**** TEXT PROVIDED
Iraq Remains Critical
Back in October of 2004, I wrote a a long post in this blog supporting the re-election of George W. Bush largely based on the central importance of Iraq. Then and now, I believe to my core that the stakes in Iraq are immense, and could well determine America's standing on the global stage for score years or more. Despite my revulsion at Abu Ghraib, my contempt for hubris-ridden, reckless Administration officials like Donald Rumsfeld, and my fear that George Bush's lack of foreign policy expertise could have him proving an emperor with no clothes--I calculated that the alternative would be materially worse. After all, judicious observers took away from many of John Kerry's campaign utterances regarding Iraq that he would do his utmost to extricate us from there with, shall we say, a purposeful rapidity--one not necessarily linked to achieving our war aims. Put differently, a so-called decent interval, rather than a conditions-based withdrawal schedule. (Previously, I have explained why I suspected Kerry's worldview helps evidence such a view). Indeed, Kerry is now on the record calling for the "bulk of American combat forces" to be out of Iraq by end 2006. Such an announced timetable would prove a terrible signal of weakness to the still quite potent Iraqi insurgents. Many would of course opt to keep their powder dry and fight another day. Iran and Syria would be disincentivized to behave better vis-a-vis their Iraqi neighbor. Shi'a and Kurdish militias would similarly be less incentivized to integrate into a multi-ethnic, national army. Chances of large scale sectarian and/or ethnic conflict would ratchet up. And so on.
This said, I suppose it's no secret that this blog has become rather disenchanted with President Bush and his administration. Indeed, I no longer really count myself a supporter, truth be told, for some of the reasons I will spell out below. But on Iraq, Bush deserves significant credit nonetheless. With the Iraq war increasingly unpopular, and Bush's poll numbers hovering in the high 30s and low 40s, the easier path to tread would be that Kerry advocates. Start bringing the boys home, the better so the restless American public espies some exit from the Mesopotamian morass on the horizon. To Bush's significant credit, he is instead continuing to see the effort through. And not merely in some mindless, 'stay the course' fashion.
Yes, the post-blitzkrieg start to the Iraq occupation, defined by Rumsfeld and Co.'s seeming disdain for anyone with regional expertise, their manifest failure to comprehend the massive scope of effort nation-building entails, the various tactical blunders experts had forewarned against (wholesale de-Baathification and disbanding of the Iraqi Army, among others), the breezy transformationalist nostrums (leading to far too few troops in theater initially)--all contributed to, at best, a lost year and, at worst, perhaps a fatal wounding of the Iraq project. But now, however, things are taking a decided turn for the better. As Fareed Zakaria puts its succinctly here:
The simplest proof of the myriad American errors is that, starting around May 2004, Washington began reversing course wholesale. Troop withdrawals were postponed. The decision to hold caucuses and delay elections was shelved. The American-appointed Governing Council was abolished. The hated United Nations was asked to come in and create and bless a new body. In recent months, the reversal is wholesale. The United States has been bribing tribal sheiks, urging the Iraqi government to end de-Baathification and make a concerted effort to bring the Sunnis back into the political process.
********
**** SUPPLIED DATA
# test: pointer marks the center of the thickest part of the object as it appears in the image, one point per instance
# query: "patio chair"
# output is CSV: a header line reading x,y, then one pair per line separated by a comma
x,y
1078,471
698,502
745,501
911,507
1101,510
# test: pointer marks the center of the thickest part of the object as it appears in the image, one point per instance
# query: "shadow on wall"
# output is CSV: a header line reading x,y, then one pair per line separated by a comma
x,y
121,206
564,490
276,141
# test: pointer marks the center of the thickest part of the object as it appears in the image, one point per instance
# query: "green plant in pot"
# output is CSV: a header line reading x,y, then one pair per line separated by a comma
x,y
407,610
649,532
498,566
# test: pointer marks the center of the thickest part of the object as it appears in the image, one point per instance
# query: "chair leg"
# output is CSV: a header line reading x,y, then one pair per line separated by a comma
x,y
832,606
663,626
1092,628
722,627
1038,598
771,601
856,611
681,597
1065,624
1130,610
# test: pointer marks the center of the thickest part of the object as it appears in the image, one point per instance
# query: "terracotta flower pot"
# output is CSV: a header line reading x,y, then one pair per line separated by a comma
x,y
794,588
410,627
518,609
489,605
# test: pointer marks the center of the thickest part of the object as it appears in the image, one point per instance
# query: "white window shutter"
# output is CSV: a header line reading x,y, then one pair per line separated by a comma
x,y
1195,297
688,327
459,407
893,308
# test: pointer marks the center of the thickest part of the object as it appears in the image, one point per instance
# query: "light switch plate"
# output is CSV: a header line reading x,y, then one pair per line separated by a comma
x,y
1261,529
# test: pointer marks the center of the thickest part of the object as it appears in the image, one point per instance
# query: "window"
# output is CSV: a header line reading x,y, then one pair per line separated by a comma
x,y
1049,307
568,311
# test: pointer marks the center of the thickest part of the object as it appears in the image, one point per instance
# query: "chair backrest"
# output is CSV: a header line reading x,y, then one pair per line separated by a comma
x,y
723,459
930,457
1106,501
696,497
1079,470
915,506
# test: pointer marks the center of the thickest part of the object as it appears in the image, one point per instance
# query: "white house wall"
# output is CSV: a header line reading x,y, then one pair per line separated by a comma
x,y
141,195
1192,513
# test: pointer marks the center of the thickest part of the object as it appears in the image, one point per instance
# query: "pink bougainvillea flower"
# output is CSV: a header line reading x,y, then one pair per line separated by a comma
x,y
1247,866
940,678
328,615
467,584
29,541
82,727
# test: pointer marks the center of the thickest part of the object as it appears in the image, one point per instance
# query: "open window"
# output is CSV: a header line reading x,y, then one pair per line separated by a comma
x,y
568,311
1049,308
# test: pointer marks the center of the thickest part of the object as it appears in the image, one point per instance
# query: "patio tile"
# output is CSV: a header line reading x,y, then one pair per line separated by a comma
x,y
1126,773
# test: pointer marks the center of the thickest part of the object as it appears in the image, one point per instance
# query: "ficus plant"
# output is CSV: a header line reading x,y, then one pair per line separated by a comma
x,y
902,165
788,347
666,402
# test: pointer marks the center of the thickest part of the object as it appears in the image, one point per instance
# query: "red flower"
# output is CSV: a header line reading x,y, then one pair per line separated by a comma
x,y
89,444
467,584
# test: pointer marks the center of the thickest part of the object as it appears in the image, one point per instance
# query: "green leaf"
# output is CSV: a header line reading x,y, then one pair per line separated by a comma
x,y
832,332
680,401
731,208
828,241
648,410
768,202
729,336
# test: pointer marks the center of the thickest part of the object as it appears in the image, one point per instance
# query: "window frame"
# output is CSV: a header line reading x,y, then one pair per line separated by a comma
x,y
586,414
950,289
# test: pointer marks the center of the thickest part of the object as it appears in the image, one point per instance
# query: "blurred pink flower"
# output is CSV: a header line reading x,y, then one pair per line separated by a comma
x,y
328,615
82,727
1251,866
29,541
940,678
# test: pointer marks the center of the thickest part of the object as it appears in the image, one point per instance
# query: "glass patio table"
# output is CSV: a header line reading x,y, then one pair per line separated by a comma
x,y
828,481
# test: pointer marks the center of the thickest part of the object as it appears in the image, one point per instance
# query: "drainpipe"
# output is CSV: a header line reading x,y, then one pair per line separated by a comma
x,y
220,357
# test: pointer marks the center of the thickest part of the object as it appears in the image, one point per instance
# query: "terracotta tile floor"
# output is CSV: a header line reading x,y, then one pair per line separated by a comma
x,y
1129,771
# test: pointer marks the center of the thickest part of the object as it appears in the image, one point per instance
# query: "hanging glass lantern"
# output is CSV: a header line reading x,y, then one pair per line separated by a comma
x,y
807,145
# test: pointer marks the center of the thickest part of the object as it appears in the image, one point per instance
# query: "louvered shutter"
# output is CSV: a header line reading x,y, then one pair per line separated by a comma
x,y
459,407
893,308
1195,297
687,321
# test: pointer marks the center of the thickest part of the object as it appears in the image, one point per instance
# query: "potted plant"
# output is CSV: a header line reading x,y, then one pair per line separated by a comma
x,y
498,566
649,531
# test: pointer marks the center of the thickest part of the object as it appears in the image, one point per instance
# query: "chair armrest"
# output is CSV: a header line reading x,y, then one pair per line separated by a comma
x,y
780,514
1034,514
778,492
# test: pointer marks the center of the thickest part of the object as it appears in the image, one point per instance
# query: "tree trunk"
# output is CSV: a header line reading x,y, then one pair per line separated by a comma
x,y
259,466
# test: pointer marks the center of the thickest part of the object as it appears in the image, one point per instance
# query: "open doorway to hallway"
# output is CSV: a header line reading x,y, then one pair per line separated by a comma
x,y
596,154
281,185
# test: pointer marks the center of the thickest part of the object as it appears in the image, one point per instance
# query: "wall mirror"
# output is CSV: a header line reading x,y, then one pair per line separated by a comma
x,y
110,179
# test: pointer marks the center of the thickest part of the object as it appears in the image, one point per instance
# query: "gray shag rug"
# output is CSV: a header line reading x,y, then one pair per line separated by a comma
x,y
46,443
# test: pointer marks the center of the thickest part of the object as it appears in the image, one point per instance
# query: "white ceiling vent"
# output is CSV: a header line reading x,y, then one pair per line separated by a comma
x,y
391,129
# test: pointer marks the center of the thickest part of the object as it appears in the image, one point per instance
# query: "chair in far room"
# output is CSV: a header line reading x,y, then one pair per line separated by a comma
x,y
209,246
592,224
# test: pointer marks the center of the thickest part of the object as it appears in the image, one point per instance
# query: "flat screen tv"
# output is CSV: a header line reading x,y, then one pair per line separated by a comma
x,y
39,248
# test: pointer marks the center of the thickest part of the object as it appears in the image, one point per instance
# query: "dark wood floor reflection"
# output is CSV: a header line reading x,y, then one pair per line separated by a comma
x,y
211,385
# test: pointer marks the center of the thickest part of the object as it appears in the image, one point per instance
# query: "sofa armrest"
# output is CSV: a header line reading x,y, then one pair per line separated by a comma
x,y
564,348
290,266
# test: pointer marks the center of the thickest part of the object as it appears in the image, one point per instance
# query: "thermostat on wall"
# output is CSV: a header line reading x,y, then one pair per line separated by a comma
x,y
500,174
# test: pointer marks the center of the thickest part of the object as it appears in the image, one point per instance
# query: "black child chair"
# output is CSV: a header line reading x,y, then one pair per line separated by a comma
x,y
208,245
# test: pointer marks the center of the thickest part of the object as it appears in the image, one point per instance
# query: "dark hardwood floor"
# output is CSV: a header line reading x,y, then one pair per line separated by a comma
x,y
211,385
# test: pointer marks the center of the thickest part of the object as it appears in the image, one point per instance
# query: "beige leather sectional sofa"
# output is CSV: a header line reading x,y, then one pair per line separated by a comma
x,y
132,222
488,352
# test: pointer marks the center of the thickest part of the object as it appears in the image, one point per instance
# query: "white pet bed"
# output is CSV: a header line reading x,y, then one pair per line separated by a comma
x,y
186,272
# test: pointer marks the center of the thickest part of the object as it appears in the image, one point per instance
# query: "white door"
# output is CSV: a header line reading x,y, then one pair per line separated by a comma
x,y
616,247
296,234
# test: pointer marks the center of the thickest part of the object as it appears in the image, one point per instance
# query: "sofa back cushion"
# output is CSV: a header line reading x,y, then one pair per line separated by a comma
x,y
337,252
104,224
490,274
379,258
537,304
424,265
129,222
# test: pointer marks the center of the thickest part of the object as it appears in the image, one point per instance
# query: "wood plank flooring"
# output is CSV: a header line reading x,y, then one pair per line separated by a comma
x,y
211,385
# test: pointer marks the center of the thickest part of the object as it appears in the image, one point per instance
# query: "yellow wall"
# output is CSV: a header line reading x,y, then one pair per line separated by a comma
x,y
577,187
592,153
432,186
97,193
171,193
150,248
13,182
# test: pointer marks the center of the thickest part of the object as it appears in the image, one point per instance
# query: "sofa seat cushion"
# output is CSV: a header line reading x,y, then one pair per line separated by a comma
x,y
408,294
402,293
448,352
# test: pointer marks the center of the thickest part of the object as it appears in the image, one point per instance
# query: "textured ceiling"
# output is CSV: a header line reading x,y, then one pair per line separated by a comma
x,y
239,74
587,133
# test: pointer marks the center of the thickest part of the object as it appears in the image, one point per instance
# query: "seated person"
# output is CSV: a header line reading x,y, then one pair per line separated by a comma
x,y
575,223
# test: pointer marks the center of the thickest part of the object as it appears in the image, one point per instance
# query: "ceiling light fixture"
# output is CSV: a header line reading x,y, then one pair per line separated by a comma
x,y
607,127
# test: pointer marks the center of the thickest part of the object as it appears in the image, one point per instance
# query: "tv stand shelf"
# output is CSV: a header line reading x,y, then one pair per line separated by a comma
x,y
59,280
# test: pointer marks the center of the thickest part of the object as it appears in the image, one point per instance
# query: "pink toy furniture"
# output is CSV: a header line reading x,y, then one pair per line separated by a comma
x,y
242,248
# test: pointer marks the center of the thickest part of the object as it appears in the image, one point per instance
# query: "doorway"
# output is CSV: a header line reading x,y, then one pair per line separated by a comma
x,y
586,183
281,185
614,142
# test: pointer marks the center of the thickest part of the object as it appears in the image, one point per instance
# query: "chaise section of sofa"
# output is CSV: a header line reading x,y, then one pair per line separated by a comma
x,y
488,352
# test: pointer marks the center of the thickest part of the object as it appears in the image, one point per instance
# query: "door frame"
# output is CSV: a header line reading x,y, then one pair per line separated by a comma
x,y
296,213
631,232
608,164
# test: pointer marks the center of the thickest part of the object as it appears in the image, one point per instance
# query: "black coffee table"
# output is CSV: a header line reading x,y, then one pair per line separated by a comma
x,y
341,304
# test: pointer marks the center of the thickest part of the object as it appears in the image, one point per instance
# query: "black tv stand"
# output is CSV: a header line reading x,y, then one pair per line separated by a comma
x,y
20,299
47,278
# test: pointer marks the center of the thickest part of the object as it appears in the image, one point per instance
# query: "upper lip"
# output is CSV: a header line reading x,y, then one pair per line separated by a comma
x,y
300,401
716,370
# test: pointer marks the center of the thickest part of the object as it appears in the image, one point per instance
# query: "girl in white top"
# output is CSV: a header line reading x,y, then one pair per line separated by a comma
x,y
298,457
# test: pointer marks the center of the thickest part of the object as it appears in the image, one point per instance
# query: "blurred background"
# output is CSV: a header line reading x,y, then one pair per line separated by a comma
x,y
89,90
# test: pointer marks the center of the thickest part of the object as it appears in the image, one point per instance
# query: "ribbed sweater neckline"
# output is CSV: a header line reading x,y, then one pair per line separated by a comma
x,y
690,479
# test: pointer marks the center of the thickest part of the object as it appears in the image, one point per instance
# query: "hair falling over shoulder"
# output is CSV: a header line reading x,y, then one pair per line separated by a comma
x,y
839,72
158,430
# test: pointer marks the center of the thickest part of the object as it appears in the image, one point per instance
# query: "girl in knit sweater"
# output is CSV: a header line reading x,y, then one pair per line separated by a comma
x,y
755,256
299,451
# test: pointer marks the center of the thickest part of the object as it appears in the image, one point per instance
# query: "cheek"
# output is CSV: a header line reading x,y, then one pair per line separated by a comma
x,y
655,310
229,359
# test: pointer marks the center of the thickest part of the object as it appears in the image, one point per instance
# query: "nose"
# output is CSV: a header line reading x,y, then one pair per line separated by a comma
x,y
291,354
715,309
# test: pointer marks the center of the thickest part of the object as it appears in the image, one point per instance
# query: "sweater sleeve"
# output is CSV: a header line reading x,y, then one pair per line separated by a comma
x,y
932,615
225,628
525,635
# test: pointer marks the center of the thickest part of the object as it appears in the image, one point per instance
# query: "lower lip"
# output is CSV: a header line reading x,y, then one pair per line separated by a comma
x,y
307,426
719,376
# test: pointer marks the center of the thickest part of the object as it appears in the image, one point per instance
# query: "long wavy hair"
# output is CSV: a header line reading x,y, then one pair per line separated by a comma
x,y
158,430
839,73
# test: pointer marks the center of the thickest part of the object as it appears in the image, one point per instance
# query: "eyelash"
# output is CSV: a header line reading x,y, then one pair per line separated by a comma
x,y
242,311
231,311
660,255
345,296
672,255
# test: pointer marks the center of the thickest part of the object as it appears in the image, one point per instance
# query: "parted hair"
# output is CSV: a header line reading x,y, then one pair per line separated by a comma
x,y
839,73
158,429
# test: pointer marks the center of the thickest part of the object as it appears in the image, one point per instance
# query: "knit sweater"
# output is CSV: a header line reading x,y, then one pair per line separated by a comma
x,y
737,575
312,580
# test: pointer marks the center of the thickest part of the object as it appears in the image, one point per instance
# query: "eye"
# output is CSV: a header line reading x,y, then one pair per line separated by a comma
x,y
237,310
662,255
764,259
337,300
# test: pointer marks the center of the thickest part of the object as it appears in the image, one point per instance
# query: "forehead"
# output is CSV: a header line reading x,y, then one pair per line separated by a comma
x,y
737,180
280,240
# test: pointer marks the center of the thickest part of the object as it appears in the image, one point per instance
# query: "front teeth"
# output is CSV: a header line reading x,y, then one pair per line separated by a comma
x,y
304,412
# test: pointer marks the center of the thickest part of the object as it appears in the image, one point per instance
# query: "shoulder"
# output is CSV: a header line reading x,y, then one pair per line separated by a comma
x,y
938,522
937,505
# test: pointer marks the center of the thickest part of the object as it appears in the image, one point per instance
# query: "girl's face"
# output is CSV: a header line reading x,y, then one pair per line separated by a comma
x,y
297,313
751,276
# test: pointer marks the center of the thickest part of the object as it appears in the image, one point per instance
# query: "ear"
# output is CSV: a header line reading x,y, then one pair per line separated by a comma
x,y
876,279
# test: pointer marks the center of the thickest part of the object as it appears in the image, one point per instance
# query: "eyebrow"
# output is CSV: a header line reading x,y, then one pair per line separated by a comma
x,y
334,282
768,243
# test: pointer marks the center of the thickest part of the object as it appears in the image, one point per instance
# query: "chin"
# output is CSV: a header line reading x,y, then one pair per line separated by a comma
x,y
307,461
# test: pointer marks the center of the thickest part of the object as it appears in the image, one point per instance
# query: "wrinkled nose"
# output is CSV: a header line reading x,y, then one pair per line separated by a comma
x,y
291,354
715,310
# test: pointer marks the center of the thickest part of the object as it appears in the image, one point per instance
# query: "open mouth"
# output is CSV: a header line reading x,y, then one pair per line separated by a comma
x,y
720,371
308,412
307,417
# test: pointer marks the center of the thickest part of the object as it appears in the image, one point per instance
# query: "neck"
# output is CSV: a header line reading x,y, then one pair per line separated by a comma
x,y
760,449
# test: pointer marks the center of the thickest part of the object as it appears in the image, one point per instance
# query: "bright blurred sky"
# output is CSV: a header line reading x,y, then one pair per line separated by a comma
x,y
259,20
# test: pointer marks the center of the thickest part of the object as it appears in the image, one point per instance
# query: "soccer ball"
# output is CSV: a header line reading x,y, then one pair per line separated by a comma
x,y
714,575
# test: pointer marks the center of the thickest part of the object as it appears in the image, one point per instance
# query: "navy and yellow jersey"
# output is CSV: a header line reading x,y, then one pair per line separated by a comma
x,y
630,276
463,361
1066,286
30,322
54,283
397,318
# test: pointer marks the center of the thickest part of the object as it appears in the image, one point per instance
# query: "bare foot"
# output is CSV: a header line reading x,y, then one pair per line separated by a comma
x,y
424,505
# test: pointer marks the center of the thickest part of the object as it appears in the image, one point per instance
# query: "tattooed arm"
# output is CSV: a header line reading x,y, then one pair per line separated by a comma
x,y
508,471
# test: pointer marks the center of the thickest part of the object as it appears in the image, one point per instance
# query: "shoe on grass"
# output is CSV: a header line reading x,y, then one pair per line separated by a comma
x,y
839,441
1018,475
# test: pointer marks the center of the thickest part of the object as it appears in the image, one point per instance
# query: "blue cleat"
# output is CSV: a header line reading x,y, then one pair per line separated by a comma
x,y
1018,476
********
> _CHALLENGE_: Copy out the post on Iraq starting at "This said, I" and ending at "the course' fashion.", and rename "Mesopotamian morass" as "Iraqi quagmire". The rows have no connection to the post on Iraq.

> _ANSWER FOR THE TASK_:
This said, I suppose it's no secret that this blog has become rather disenchanted with President Bush and his administration. Indeed, I no longer really count myself a supporter, truth be told, for some of the reasons I will spell out below. But on Iraq, Bush deserves significant credit nonetheless. With the Iraq war increasingly unpopular, and Bush's poll numbers hovering in the high 30s and low 40s, the easier path to tread would be that Kerry advocates. Start bringing the boys home, the better so the restless American public espies some exit from the Iraqi quagmire on the horizon. To Bush's significant credit, he is instead continuing to see the effort through. And not merely in some mindless, 'stay the course' fashion.